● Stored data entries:

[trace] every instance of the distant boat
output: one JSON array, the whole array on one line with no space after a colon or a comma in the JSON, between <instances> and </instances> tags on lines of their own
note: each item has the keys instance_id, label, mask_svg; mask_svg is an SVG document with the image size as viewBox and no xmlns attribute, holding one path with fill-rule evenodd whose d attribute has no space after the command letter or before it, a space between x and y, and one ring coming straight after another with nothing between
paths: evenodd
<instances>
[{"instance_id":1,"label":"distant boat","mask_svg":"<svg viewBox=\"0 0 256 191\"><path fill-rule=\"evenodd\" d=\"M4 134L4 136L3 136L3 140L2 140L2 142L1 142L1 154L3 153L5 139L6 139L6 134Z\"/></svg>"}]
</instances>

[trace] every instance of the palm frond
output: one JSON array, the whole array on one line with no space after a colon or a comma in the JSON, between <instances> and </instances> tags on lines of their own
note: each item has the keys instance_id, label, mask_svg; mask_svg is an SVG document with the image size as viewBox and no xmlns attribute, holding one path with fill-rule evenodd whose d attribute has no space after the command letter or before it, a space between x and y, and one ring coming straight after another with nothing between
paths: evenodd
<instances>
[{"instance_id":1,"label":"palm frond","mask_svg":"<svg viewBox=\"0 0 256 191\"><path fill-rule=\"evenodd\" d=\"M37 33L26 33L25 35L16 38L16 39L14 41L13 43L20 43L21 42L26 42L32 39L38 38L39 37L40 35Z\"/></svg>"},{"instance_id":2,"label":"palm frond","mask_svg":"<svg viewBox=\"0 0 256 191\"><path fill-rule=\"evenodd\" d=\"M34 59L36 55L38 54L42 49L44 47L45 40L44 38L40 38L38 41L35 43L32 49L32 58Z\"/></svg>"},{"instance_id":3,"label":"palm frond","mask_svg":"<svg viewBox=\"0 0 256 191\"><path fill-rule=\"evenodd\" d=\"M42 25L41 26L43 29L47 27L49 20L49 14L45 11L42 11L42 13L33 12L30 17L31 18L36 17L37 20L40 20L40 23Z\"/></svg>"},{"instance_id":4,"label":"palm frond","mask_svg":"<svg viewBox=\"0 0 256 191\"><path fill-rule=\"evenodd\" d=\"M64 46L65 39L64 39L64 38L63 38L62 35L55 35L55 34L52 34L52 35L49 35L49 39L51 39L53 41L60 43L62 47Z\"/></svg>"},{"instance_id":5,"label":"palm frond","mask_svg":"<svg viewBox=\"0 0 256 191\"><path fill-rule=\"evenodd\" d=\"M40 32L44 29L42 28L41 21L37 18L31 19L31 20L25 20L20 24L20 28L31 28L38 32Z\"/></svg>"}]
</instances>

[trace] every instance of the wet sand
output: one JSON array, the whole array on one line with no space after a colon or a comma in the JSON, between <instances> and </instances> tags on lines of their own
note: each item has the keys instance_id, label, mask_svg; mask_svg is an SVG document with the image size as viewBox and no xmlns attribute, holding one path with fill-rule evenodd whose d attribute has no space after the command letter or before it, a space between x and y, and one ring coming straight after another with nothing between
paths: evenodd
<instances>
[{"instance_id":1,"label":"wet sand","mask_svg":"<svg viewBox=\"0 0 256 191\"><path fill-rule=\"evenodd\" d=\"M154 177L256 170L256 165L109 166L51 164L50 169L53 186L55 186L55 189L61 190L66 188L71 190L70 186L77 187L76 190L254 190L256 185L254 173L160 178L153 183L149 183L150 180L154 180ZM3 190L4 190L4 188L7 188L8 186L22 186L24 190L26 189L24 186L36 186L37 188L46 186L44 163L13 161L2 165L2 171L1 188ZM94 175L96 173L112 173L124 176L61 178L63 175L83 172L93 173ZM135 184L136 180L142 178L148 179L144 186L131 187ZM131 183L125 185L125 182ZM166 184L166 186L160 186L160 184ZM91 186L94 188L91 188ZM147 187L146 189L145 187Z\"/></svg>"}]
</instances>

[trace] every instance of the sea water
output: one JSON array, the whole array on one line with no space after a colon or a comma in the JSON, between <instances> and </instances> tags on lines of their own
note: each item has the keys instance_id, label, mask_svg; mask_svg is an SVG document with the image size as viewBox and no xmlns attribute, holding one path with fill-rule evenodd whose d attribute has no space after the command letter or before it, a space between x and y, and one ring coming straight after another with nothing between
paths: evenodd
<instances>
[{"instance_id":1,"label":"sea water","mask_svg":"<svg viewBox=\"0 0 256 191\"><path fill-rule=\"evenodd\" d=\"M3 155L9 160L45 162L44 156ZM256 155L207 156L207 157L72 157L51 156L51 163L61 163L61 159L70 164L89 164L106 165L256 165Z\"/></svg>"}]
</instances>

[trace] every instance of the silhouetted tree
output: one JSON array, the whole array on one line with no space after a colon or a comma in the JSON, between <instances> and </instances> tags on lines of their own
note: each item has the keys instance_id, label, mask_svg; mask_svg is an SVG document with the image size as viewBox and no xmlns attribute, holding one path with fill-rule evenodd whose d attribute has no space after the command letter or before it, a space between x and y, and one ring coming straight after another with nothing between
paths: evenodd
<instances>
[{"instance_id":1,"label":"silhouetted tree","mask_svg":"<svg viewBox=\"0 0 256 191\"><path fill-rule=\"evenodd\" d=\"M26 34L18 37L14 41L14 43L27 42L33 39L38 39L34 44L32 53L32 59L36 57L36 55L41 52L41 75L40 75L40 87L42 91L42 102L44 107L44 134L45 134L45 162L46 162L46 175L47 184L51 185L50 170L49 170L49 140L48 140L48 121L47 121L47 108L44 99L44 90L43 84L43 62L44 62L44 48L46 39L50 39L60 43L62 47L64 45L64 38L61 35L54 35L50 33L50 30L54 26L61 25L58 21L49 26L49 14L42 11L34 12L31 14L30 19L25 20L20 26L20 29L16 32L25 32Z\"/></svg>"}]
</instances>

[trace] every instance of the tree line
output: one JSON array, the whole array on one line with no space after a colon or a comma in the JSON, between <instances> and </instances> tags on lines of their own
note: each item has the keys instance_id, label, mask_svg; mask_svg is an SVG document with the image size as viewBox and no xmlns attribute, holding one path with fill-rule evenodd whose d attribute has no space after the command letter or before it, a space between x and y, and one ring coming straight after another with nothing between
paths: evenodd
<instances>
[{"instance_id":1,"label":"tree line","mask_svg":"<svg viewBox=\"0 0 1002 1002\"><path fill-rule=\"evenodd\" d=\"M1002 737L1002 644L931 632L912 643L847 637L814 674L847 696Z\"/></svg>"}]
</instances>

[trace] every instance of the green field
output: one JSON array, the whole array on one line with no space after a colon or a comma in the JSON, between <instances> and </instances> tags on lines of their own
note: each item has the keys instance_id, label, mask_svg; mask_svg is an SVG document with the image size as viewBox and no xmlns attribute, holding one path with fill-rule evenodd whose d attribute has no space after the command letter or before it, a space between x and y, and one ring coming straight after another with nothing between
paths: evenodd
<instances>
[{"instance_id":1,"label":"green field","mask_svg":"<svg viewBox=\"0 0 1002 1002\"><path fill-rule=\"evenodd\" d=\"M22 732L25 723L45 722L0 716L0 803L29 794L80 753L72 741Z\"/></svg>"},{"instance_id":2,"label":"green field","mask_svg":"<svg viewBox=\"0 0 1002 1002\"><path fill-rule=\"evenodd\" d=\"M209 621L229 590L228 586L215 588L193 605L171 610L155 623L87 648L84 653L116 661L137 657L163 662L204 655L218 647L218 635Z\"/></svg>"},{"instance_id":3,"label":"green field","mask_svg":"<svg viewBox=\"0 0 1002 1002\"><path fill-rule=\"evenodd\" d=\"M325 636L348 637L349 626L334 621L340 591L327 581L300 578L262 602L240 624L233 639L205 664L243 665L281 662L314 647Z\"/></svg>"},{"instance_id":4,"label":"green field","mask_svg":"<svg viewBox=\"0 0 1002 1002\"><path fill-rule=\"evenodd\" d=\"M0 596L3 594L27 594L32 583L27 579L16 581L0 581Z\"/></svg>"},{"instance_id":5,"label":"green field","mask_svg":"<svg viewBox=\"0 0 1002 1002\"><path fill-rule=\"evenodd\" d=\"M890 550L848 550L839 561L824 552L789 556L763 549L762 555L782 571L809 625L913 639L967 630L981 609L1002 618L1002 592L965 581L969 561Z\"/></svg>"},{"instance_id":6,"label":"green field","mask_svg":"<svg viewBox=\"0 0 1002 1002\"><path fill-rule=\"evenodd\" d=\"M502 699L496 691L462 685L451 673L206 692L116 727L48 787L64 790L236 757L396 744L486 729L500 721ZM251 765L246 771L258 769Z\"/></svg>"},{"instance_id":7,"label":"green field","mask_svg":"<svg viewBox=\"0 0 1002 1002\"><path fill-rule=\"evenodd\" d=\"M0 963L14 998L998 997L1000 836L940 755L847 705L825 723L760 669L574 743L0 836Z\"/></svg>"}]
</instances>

● Exercise directions:
Please pull out every line above that contains the word "distant". Case counts.

● Solution:
[trace] every instance of the distant boat
[{"instance_id":1,"label":"distant boat","mask_svg":"<svg viewBox=\"0 0 256 191\"><path fill-rule=\"evenodd\" d=\"M4 134L4 136L3 136L3 140L2 140L2 142L1 142L1 154L3 153L5 139L6 139L6 134Z\"/></svg>"}]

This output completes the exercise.